* PROVIDED RECORDS
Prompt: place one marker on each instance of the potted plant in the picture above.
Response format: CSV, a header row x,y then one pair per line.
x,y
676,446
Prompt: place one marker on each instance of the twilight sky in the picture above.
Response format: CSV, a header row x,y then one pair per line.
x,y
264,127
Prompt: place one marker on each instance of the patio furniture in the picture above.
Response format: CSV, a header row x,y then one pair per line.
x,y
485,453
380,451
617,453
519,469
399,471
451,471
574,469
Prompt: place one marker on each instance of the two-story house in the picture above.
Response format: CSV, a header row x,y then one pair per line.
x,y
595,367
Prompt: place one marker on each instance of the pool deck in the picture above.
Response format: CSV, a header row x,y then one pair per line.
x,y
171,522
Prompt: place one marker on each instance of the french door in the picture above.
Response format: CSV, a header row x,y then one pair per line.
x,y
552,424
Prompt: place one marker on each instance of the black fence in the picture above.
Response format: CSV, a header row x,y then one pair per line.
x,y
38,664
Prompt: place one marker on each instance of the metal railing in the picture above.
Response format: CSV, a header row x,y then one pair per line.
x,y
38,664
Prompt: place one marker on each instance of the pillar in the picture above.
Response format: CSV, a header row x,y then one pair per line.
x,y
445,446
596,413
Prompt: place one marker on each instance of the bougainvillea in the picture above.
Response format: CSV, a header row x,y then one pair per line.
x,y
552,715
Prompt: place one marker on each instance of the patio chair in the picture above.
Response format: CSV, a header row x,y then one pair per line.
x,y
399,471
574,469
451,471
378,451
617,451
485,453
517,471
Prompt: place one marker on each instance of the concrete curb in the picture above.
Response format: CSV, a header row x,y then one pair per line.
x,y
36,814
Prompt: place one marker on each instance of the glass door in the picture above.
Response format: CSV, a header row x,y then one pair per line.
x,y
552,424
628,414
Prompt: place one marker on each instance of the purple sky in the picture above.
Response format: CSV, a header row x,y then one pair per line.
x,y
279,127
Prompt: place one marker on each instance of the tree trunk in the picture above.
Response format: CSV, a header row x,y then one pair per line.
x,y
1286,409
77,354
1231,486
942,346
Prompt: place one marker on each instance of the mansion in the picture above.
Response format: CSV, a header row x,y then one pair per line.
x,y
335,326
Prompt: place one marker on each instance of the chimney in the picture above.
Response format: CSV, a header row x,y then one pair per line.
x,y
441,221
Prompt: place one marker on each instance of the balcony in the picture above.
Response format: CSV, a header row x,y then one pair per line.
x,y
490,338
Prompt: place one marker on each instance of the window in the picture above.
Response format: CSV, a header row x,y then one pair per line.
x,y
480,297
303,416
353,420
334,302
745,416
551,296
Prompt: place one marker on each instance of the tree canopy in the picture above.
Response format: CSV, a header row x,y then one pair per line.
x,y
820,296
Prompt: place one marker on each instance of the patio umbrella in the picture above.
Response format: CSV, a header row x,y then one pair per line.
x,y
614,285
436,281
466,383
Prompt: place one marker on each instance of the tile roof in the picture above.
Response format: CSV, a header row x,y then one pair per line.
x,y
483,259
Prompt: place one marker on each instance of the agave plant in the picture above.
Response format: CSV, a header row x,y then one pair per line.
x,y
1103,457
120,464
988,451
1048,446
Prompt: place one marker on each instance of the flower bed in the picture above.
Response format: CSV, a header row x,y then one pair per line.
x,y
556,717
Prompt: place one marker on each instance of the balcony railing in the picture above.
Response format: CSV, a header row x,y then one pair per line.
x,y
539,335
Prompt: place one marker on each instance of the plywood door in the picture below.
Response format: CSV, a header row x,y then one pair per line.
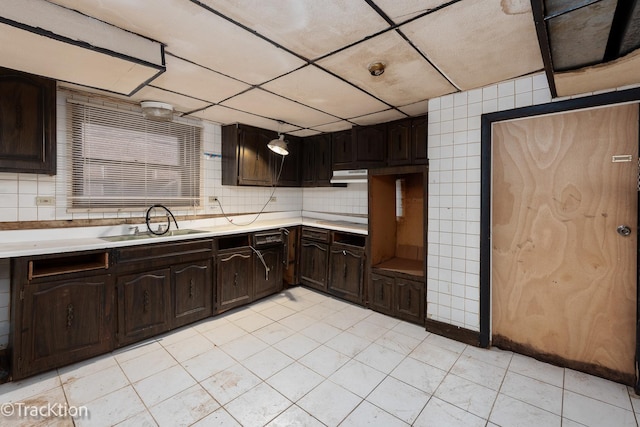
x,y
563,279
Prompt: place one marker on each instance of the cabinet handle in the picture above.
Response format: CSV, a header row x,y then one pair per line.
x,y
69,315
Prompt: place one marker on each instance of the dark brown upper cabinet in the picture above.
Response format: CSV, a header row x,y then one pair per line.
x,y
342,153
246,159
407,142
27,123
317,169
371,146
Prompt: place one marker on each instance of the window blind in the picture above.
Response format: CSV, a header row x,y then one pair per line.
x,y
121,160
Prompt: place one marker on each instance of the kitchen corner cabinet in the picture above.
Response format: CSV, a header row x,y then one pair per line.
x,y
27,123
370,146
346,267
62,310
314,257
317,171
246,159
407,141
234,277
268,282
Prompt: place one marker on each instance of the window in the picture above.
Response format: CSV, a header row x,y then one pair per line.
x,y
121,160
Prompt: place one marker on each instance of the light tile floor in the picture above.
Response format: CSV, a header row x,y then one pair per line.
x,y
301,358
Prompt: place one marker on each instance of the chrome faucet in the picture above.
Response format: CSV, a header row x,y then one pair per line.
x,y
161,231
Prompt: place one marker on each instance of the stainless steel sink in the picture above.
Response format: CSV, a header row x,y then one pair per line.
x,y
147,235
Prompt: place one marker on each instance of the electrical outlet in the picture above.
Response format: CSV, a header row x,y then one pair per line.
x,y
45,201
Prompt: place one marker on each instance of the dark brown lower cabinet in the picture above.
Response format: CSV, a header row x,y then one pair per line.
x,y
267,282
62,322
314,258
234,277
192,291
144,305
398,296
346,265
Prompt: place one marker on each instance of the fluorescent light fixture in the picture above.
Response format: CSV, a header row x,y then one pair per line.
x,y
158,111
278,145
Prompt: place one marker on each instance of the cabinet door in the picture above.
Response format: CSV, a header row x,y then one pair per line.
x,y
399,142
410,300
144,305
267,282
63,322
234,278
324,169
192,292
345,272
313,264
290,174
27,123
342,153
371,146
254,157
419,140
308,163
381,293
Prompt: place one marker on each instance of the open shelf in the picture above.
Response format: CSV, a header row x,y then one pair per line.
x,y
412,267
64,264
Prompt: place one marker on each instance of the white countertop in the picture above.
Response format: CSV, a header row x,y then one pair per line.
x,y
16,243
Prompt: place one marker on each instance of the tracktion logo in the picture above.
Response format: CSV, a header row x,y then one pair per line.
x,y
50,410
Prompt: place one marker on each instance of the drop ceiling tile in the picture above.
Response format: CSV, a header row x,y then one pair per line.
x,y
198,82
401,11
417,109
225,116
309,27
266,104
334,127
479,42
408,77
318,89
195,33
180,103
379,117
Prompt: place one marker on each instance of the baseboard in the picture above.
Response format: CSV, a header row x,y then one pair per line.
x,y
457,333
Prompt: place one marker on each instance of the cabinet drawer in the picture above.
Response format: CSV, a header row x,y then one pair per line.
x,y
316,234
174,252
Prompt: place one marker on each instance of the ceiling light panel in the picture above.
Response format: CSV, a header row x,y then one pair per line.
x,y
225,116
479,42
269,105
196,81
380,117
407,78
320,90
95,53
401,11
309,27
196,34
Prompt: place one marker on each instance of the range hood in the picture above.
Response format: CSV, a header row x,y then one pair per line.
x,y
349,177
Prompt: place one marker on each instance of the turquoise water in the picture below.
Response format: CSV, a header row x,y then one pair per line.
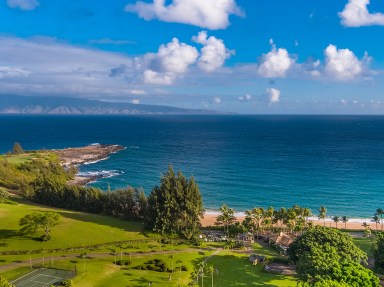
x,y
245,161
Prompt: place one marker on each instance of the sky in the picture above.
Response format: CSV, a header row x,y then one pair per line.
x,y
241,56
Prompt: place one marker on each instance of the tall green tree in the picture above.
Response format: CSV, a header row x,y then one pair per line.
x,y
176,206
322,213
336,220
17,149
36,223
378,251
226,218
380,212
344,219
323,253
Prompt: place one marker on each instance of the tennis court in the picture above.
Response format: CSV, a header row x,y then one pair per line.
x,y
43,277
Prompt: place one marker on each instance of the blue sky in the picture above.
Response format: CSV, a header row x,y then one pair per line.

* WHAT IS REQUIRED
What you write should match the entries exactly, except that the pictures are dropped.

* REPLY
Prompt: place one marker on each instance of the potted plant in the picture above.
Response format: CSV, a header row x,y then one pair per line.
x,y
676,446
Prompt: place one marker on each instance of the twilight sky in the picture above.
Response format: CSV, a header row x,y then one pair per line.
x,y
264,127
Prompt: place one marker on each instance of the patio furniture in the picture above.
Response format: CSV, a header row x,y then one pair per line.
x,y
485,453
380,451
617,453
519,469
399,471
451,471
574,469
Prompt: place one marker on each instance of the two-story house in the picture above.
Response format: CSV, a header row x,y then one pair per line.
x,y
595,367
Prompt: place one marker on each instance of the pool deck in the picture above.
Response format: CSV, a header row x,y then one pair per line.
x,y
171,522
Prompt: place one marker on each instance of the french door in the picture above.
Response format: CSV, a header row x,y then one pair per line.
x,y
552,424
Prompt: place one marker on each instance of the black fence in the picture above.
Response format: CSV, a header row x,y then one pair per line.
x,y
38,664
Prompt: place one marker on each instance of the metal railing in the picture above.
Response format: CSV, a header row x,y then one pair per line.
x,y
38,664
Prompt: place one marker on each instance of the pillar in the picture above.
Response format: CSV, a header row x,y then one pair per line.
x,y
445,446
596,413
Prompt: place one marker on each instance of the bougainvillea in the picture above.
Response format: CSV, a header row x,y then one pair per line.
x,y
552,715
Prompt: place one marker on each instance of the patio chair in the picture above.
Response format: CSV, a header row x,y then one pair per line.
x,y
399,471
574,469
451,471
378,451
617,451
485,453
517,471
Prompt: place one marker on each instance of the concrete curb in the picture above.
Response format: CSV, a header row x,y then one pair per line.
x,y
36,814
Prompt: place one marker on each instance of the glass door in the picture above.
Response format: CSV, a header row x,y then one pair per line.
x,y
552,424
628,414
Prompt: place one marker on each instance of the purple sky in the picture above.
Response format: CSV, a header row x,y then one pair per line.
x,y
279,127
Prompt: place one marker on each instance of the tree trunk in the picture above.
Response format: CSV, a header row x,y then one pair per line.
x,y
1286,409
77,354
1231,486
942,346
Prompt: place one marker on each instance of the mansion in the picture above.
Response format: CSV, a header row x,y then one pair per line.
x,y
335,326
Prompt: place one marker on each instance of the chimney in the picture above.
Response format: CSV, a header row x,y then one pair per line.
x,y
441,221
Prompt: place one marker on each instance of the balcony in the picture above.
Response format: CSV, a header row x,y then one pair per line.
x,y
490,338
Prompt: place one marker on each instance of the window in the picture above.
Response format: CSV, a header row x,y then one pair per line.
x,y
480,297
303,416
353,420
334,302
745,416
551,296
Prompt: place one marker on each instance of the tree canopy in the picture above.
Response format: CSV, a header row x,y then one pair per line.
x,y
820,296
Prompt: place one marker on each instance of the patio umbrella in the picture above.
Response format: CSV, a header row x,y then one pair per line.
x,y
614,285
436,281
466,383
Prompt: place one marker on each instance of the tile roof in the picture above.
Response format: CSV, a header row x,y then one pair per line.
x,y
483,259
Prompt: place one marker on each instance of the agave plant in the picture above.
Response format: CSV, a header row x,y then one pair per line.
x,y
1103,457
120,464
988,451
1048,446
Prompt: place one marker on each instance of the flower bed in the picture above.
Response format: CSV, a header row x,y then one pair per line.
x,y
556,717
Prompt: place one marker on each instance of the balcony railing in the picture above.
Response format: CSV, a header row x,y then one pair per line.
x,y
539,335
Prompt: place one marker on each instance of the plywood door in the picture below.
Response format: CSV, a header row x,y then one pair per line.
x,y
563,279
Prompt: place one marker on each instance of the cabinet handle in the picture above.
Response format: CSV, a header row x,y then one pair per line.
x,y
69,315
Prompt: place one marker on each instance of the dark brown upper cabinet in the picture above.
Response format: CSV, a header row x,y then one pair per line.
x,y
342,153
246,159
407,142
27,123
317,169
371,146
Prompt: place one marker on each instance of the window blind in the picture above.
Response format: CSV, a header row x,y then one pair per line.
x,y
121,160
Prompt: place one marker on each instance of the kitchen corner cabinet in the picture above.
Response format: CSV, a header row x,y then one pair per line.
x,y
27,123
370,146
346,267
62,310
314,257
317,171
246,159
407,141
234,277
268,282
Prompt: place one marker on each instance of the window in the picture above.
Response format: CSV, a header row x,y then one pair per line.
x,y
121,160
Prompt: place one marker on each instance of the light tile floor in the picture above.
Response format: CSV, a header row x,y then one pair per line.
x,y
301,358
Prompt: place one marker on each instance of the chrome faucet in the picture above.
Response format: CSV, a header row x,y then one pair per line.
x,y
161,231
Prompt: place one marker on each instance of the stainless steel sink in the picture above.
Response format: CSV, a header row x,y then one pair per line.
x,y
147,235
Prompt: place one marker on each instance of the electrical outlet in the picture above.
Response format: CSV, a header row x,y then one pair per line.
x,y
45,201
Prompt: place one marker on each instance of the dark brown lower cabinet in the picture above.
Response format: CSV, a header row x,y then one pair per line.
x,y
267,282
62,322
314,258
234,277
192,291
144,305
398,296
346,265
Prompt: place one marker on each instance of the fluorescent light fixture in the picture above.
Response format: CSV, a header row x,y then one pair per line.
x,y
158,111
278,145
Prompt: place one marker on each instance of the cabinet door in the picture above.
Response format: CSV, a header row x,y then one pair per line.
x,y
399,142
410,300
144,305
267,282
63,322
234,278
324,169
192,292
345,272
313,264
290,174
27,123
342,153
371,146
254,157
419,140
308,163
381,293
Prompt: place one marker on each instance of the open shelf in the picture above.
Response format: CSV, a header row x,y then one pair per line.
x,y
412,267
64,264
Prompt: place one marker on each instance of the white countertop in the picture above.
Response format: CSV, a header row x,y then one pair per line.
x,y
16,243
Prompt: place one marker on each instance of the tracktion logo in the picture above.
Response format: CSV, a header row x,y then one pair per line.
x,y
50,410
Prompt: place one marker on each instance of the drop ceiling tile in the picture above.
Response format: CSV, a header row x,y then one pair per line.
x,y
198,82
401,11
417,109
225,116
309,27
266,104
334,127
479,42
408,77
318,89
195,33
180,103
379,117
Prompt: place one marker on each instance of the baseboard in the picture above.
Response format: CSV, a header row x,y then one pair per line.
x,y
457,333
Prompt: place one marker on each instance of the cabinet drawer in the picture above.
Response format: CSV, a header row x,y then one pair per line.
x,y
316,234
174,252
Prompt: place one marker on each instance of the ceiling light panel in the picture above.
Response format: CSV, a header row x,y then one pair per line.
x,y
225,116
479,42
269,105
196,81
380,117
407,78
320,90
95,53
401,11
309,27
196,34
Prompt: place one marker on each instance of the range hood in the picture above.
Response format: CSV, a header row x,y then one pair per line.
x,y
349,177
Prompt: place one marker on each instance of the turquoise water in the picture below.
Response format: CSV, a header row x,y then one pair per line.
x,y
245,161
Prompt: place one marker on each instance of the sky in the picture above.
Response format: CSV, a header row x,y then one pair per line.
x,y
241,56
Prompt: place one marker on each instance of the tall green tree in the picture above.
Response format: CSV, a header row x,y then one pair per line.
x,y
176,206
322,213
336,220
17,149
36,223
378,251
226,218
380,212
344,219
323,253
Prompt: place one marker on each instance of the tennis court in the picture above.
Response format: CSV, a header row x,y then one pair per line.
x,y
43,277
Prompt: place one marker on each instance of the blue sky in the picture above.
Response format: CSV, a header row x,y then one pair per line.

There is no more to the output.